TAREA A » En el fragmento sobre la inerrancia bíblica, ¿quiénes popularizaron esa doctrina en el siglo XIX, según Noll?
TAREA B » Prosigue el fragmento sobre la inerrancia bíblica a partir de su última oración.

EXTRACTO DE LA FUENTE »
****************

Sin embargo, autores tan respetados y competentes en el campo de la historia teológica como Mark A. Noll y George Marsden recibieron la obra de Rogers y McKim con aprobación. Noll cree que Rogers y McKim tienen razón en que la inerrancia bíblica no fue formulada antes del siglo XIX (contra Woodbridge), y está de acuerdo en que la doctrina de la inerrancia no cobró importancia hasta que los teólogos de Princeton del siglo XIX la popularizaron. Noll discrepa en detalles específicos sobre quién, cómo, cuándo y dónde surgió la inerrancia Bíblica, pero son desacuerdos menores que pueden ser resueltos por futuras investigaciones de historiadores de la Iglesia[9]. Marsden también está de acuerdo con Rogers y McKim, aunque discrepe en algunos detalles, como cuando puntualiza que, aunque el concepto de «inerrancia» fue popularizado por el viejo Princeton, ya era conocido por otros anteriormente. En cuanto a la crítica de Woodbridge, Marsden considera que su argumentación cae en la falta de realizar una lectura selectiva de los datos que aporta la historia del dogma con el fin de «demostrar que a lo largo de la historia de la Iglesia se sostenía que la autoría divina implicaba la exactitud histórica en los detalles»[10].
Marsden aclara:
«Los debates actuales sobre los precedentes en la historia de la iglesia para la doctrina de la inerrancia pueden aclararse observando que los defensores de la inerrancia están en lo cierto al mostrar que a lo largo de la historia de la iglesia la exactitud de la Biblia es histórica y científica en detalle fue asumida o declarada con frecuencia. Los opositores a la inerrancia, sin embargo, tienen razón al mostrar que tales declaraciones rara vez se enfatizaron de manera inequívoca antes del siglo XIX y que hay precedentes para ver este tema como secundario o sin importancia […] Sin embargo, cualesquiera que sean los otros precedentes, hay pocas dudas de que la doctrina ha tenido más prominencia y se ha utilizado más a menudo como prueba de fe en América desde aproximadamente 1880 que antes. Dado que los cristianos de diversos países han respondido a la crítica bíblica moderna de otras maneras, vale la pena intentar explicar este fenómeno peculiarmente estadounidense»[11].

****************

DATOS PROPORCIONADOS »
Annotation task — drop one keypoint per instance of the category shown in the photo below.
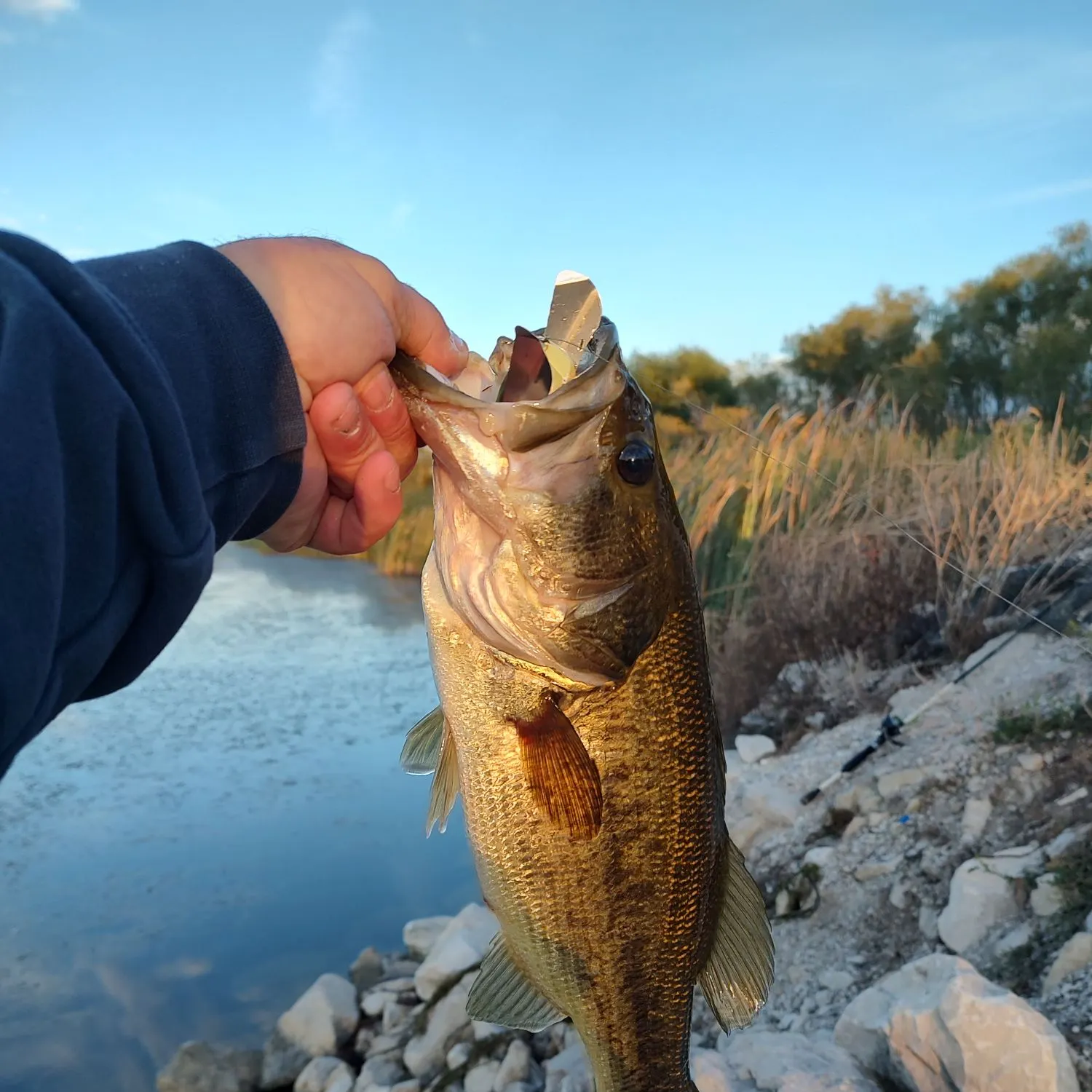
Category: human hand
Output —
(342, 316)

****************

RESPUESTA A » Los teólogos de Princeton del siglo XIX.

RESPUESTA B »
La crítica histórica y la irrupción de la ciencia
Todos los reformadores protestantes coincidieron en confesar y defender la Sola Escritura como la base de la autoridad en la Iglesia. Con el énfasis en el sola intentaban sustituir la tradición, la filosofía y las estructuras eclesiásticas por la autoridad exclusiva del texto bíblico. El surgimiento de la crítica bíblica y de las ciencias empíricas forzó al protestantismo a redefinir la autoridad de la Escritura. A pesar del estereotipo del protestantismo afirmando el principio solo Escritura, frente al principio católico de la doble fuente de autoridad representada por la Escritura y la Tradición, lo cierto es, como afirma Robert Gnuse, en el fondo ambas posiciones eran muy semejantes. Para unos y otros la Biblia era la norma normans non normatus, la norma que regula y no es regulada, de modo que la tradición está sometida a la Escritura. Así se dijo en el Concilio de Trento y en el Libro de Concordia luterano: La Escritura es la norma normans, la última palabra, la autoridad definitiva[12].
Unos y otros creían que era el libro inspirado por Dios, por tanto, la máxima autoridad en cuestiones de fe y práctica; sin embargo, dado que lo daban por sentado, sin ninguna objeción razonable o manifiesta, la doctrina de la inspiración nunca se definió oficialmente. Bastaba con remitirse a los textos bíblicos como 2 Ti 3,16 o 2 Pd 1,20-21 para probar que Dios era su autor último, inspirando a los autores sagrados el mensaje divino que debían poner por escrito. Solo los infieles se atreverían a negar esta creencia. Durante siglos se creyó que Dios inspiró casi al dictado el contenido de la Biblia, de modo que el texto de esta es divino en todas sus partes, plenamente infalible, verídico en todo lo que dice, sin error, pues Dios, en cuanto autor, no puede mentir ni inducir al error. «La palabra de Dios no puede ser quebrantada» (Jn 10,35). El texto bíblico es totalmente confiable porque es totalmente verídico en todas sus partes. La autoridad divina lo respalda.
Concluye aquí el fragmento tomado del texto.